* Directions *
Omitting all pictures, print the lines of the listing from the one containing "Indicate the curved" through the final line, both ends included, with no other text.
***** Available records *****
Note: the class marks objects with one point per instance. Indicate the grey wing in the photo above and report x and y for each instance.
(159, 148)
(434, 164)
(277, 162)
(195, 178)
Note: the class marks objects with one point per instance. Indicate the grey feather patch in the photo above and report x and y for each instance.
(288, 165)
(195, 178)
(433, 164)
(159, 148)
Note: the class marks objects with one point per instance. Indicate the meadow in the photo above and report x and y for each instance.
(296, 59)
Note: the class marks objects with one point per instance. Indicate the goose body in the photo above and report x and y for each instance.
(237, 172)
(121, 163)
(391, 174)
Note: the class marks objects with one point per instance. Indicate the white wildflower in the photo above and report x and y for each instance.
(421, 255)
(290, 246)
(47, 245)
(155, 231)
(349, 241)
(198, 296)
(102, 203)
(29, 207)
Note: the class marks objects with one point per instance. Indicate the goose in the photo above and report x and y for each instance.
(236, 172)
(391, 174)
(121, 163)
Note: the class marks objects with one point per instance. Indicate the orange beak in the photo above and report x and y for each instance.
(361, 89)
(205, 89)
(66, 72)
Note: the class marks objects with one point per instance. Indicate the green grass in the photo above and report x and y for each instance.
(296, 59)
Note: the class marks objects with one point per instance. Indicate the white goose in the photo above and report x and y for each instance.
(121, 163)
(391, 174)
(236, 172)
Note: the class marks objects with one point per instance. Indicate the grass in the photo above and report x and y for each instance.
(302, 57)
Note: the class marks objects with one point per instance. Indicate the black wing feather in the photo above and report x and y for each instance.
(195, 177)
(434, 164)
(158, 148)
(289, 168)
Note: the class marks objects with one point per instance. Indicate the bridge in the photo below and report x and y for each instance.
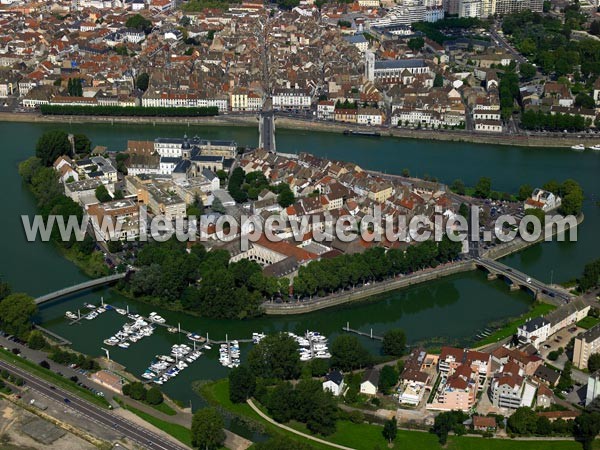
(266, 127)
(80, 287)
(520, 280)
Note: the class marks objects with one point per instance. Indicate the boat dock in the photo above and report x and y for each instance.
(61, 340)
(370, 335)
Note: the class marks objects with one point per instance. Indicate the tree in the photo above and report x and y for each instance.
(525, 191)
(394, 342)
(51, 145)
(142, 81)
(446, 422)
(594, 362)
(154, 396)
(483, 188)
(82, 143)
(388, 377)
(207, 429)
(16, 312)
(527, 71)
(416, 44)
(347, 353)
(136, 391)
(36, 340)
(390, 430)
(102, 194)
(276, 356)
(242, 384)
(286, 196)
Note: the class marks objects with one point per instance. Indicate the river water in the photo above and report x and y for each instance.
(450, 310)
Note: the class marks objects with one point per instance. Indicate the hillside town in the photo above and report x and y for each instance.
(360, 64)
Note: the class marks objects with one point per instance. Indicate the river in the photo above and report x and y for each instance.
(450, 310)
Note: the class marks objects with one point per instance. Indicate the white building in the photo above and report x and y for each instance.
(291, 98)
(334, 383)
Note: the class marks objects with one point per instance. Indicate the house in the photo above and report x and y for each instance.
(544, 200)
(334, 383)
(370, 382)
(544, 397)
(545, 374)
(484, 423)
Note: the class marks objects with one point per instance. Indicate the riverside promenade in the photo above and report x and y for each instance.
(403, 281)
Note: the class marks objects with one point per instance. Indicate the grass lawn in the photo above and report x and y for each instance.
(179, 432)
(52, 377)
(366, 437)
(511, 328)
(165, 409)
(588, 322)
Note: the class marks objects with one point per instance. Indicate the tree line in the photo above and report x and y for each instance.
(329, 275)
(539, 120)
(135, 111)
(201, 282)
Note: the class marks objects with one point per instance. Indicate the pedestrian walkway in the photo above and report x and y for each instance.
(291, 430)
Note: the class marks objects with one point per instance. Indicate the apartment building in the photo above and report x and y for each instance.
(586, 345)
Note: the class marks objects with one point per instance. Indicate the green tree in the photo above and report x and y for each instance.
(207, 429)
(276, 356)
(51, 145)
(16, 312)
(347, 353)
(102, 194)
(388, 377)
(525, 191)
(527, 71)
(394, 342)
(142, 81)
(242, 384)
(154, 396)
(390, 430)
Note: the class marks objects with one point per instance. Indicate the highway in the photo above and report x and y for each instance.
(141, 436)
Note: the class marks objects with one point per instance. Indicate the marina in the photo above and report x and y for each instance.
(370, 335)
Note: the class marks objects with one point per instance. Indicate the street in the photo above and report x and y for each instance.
(140, 436)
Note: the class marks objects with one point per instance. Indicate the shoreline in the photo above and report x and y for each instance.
(288, 123)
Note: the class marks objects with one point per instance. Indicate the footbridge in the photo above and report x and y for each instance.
(520, 280)
(80, 287)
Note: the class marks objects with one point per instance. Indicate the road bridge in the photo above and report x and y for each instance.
(520, 280)
(80, 287)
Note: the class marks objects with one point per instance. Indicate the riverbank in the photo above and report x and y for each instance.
(371, 290)
(291, 123)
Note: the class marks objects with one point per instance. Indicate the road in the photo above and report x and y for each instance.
(559, 296)
(134, 432)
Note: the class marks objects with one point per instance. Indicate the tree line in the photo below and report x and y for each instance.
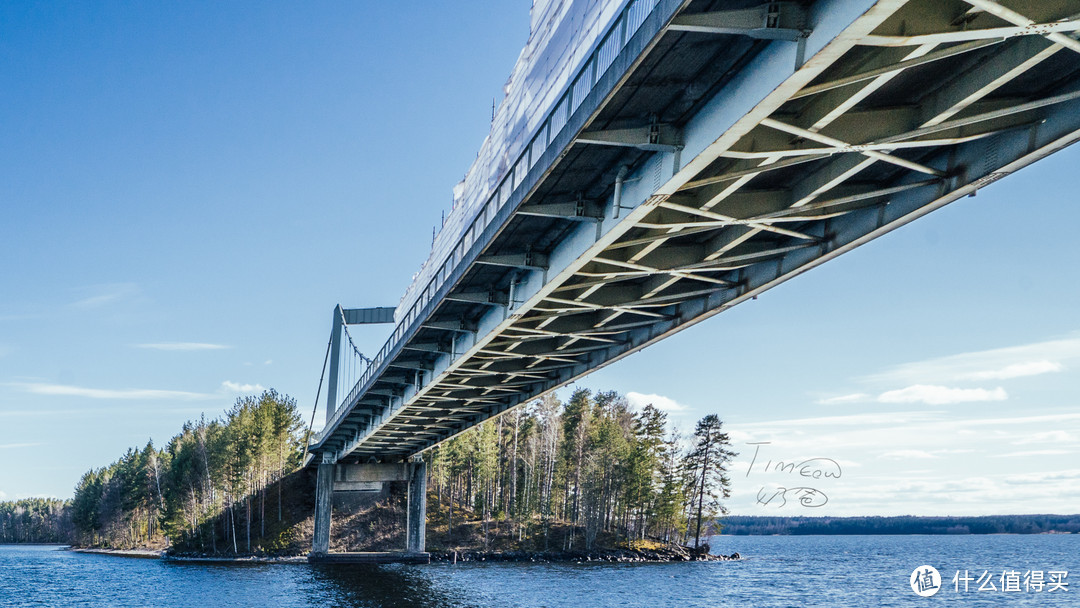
(206, 487)
(593, 463)
(36, 519)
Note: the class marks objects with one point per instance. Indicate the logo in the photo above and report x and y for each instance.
(926, 581)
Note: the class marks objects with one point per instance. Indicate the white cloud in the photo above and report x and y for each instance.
(1015, 370)
(1034, 453)
(1048, 436)
(906, 455)
(1010, 362)
(104, 295)
(238, 388)
(65, 390)
(853, 397)
(660, 402)
(181, 346)
(941, 395)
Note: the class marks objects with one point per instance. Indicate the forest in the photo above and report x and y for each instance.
(210, 482)
(36, 519)
(592, 465)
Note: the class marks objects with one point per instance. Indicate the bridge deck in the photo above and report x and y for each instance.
(704, 166)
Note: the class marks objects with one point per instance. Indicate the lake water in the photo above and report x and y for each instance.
(845, 571)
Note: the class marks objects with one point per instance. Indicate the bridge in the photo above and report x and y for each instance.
(703, 151)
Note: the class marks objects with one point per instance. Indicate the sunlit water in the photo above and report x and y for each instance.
(853, 570)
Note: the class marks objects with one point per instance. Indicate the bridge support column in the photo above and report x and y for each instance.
(324, 495)
(415, 527)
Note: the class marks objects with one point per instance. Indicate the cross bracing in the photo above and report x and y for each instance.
(709, 163)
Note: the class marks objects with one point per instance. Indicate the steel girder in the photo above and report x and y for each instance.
(877, 113)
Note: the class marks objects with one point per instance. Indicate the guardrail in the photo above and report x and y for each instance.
(631, 17)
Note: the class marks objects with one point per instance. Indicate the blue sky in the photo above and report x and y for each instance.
(188, 189)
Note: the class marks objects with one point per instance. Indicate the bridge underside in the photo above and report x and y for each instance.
(707, 166)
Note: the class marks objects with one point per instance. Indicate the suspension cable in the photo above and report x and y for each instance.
(319, 392)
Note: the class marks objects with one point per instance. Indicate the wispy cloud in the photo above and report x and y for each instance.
(660, 402)
(238, 388)
(853, 397)
(104, 295)
(907, 455)
(1045, 437)
(66, 390)
(1015, 370)
(941, 395)
(183, 347)
(1034, 453)
(995, 364)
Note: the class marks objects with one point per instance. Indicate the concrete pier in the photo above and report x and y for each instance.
(369, 477)
(324, 495)
(415, 528)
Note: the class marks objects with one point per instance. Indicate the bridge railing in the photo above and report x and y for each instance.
(622, 28)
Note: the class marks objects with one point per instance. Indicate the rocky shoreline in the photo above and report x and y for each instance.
(665, 554)
(610, 555)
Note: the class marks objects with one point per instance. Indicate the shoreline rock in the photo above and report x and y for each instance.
(610, 555)
(666, 554)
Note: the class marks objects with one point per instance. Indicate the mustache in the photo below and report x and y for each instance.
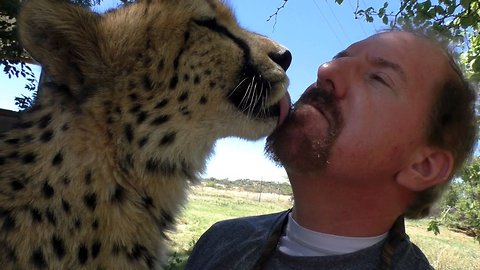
(319, 96)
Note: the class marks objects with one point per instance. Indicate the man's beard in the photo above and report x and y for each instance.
(318, 150)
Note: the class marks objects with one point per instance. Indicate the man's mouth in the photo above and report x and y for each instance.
(320, 99)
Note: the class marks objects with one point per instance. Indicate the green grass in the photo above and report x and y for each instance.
(446, 251)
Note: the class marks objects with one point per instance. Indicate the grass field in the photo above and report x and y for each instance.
(446, 251)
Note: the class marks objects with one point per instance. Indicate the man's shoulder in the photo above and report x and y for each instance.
(235, 243)
(260, 222)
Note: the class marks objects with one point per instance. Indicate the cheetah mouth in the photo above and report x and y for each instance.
(251, 97)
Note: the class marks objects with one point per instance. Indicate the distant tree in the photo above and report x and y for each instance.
(457, 21)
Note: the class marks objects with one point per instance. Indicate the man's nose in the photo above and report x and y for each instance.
(331, 77)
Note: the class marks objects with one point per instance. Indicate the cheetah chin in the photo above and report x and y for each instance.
(130, 105)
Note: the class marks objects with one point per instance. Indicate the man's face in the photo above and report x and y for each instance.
(366, 114)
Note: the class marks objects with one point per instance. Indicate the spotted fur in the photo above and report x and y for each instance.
(130, 105)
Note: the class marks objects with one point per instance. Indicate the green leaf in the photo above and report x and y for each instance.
(385, 20)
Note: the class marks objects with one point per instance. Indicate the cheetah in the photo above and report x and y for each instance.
(130, 105)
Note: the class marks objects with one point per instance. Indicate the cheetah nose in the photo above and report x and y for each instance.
(283, 58)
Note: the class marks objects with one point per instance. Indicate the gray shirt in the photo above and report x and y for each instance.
(250, 243)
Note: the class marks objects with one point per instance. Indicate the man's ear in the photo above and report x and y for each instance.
(428, 167)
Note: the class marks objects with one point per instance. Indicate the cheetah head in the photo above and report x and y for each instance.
(181, 65)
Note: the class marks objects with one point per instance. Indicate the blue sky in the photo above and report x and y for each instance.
(313, 30)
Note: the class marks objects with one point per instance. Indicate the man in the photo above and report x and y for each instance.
(377, 137)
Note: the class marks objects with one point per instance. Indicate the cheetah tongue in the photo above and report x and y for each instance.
(285, 105)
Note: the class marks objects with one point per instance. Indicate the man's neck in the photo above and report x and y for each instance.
(335, 208)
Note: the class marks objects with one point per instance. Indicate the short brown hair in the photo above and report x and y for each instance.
(452, 127)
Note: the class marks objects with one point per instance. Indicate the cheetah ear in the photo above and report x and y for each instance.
(63, 38)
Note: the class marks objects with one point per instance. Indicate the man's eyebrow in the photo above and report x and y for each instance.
(384, 63)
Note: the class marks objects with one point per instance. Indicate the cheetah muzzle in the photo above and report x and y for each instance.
(130, 105)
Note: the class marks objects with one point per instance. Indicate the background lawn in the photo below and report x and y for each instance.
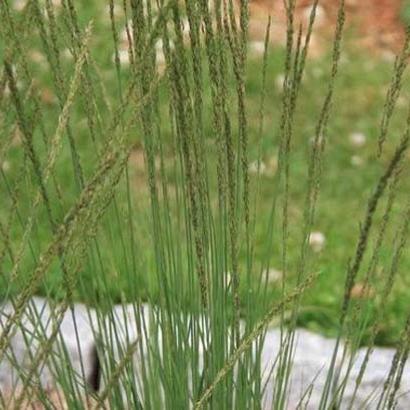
(123, 251)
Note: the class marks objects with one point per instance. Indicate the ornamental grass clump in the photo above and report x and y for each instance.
(192, 237)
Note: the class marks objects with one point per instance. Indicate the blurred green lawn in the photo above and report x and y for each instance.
(350, 173)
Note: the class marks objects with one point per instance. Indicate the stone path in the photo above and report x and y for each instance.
(312, 355)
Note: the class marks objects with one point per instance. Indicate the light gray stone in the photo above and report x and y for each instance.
(28, 338)
(117, 334)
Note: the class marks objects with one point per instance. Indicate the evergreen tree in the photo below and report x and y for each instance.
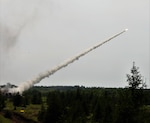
(135, 79)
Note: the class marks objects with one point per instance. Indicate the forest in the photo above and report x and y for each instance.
(79, 104)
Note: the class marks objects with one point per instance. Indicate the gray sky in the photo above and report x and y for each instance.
(36, 35)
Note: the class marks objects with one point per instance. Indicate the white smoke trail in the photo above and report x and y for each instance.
(26, 85)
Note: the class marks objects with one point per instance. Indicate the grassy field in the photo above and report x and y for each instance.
(4, 120)
(29, 112)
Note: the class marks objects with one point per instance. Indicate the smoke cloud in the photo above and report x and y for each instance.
(26, 85)
(15, 16)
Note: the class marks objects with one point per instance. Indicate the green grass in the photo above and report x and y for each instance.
(4, 120)
(30, 112)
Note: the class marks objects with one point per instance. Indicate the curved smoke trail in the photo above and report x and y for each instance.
(26, 85)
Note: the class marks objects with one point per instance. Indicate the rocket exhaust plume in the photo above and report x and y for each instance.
(26, 85)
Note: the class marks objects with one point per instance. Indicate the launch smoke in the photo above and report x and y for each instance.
(26, 85)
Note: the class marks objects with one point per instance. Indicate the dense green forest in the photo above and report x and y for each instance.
(84, 105)
(75, 104)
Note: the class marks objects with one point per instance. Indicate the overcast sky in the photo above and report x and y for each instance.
(36, 35)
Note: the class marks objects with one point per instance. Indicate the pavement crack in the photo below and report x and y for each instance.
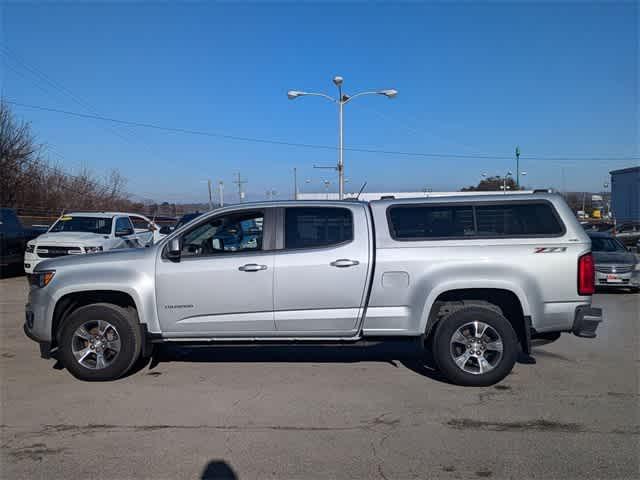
(541, 425)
*****
* Result of the exercise *
Note: the class marks objects with one point per instance. Indicate the curved smoke trail in the photo above and report x and y for each instance.
(26, 85)
Note: the class marks objects with one point per instance. Indicate the rocket exhaust plume in the photo above and report x and y for each instance.
(26, 85)
Note: the class marks objects with one point per instance. Indicate the launch smoke in the photo above and report x and y for each instance.
(26, 85)
Note: the class marks objects with one point per instance. Indicate the dense green forest in the photo above and report x and y for each instance.
(84, 105)
(75, 104)
Note: the class marks objects with one point per instance. Indicate the overcast sky in the photo above and report x and y for each instance.
(36, 35)
Note: the class marks objects with one point per instance. Indicate the pavement crack in the photo below and report x and y for each instance.
(541, 425)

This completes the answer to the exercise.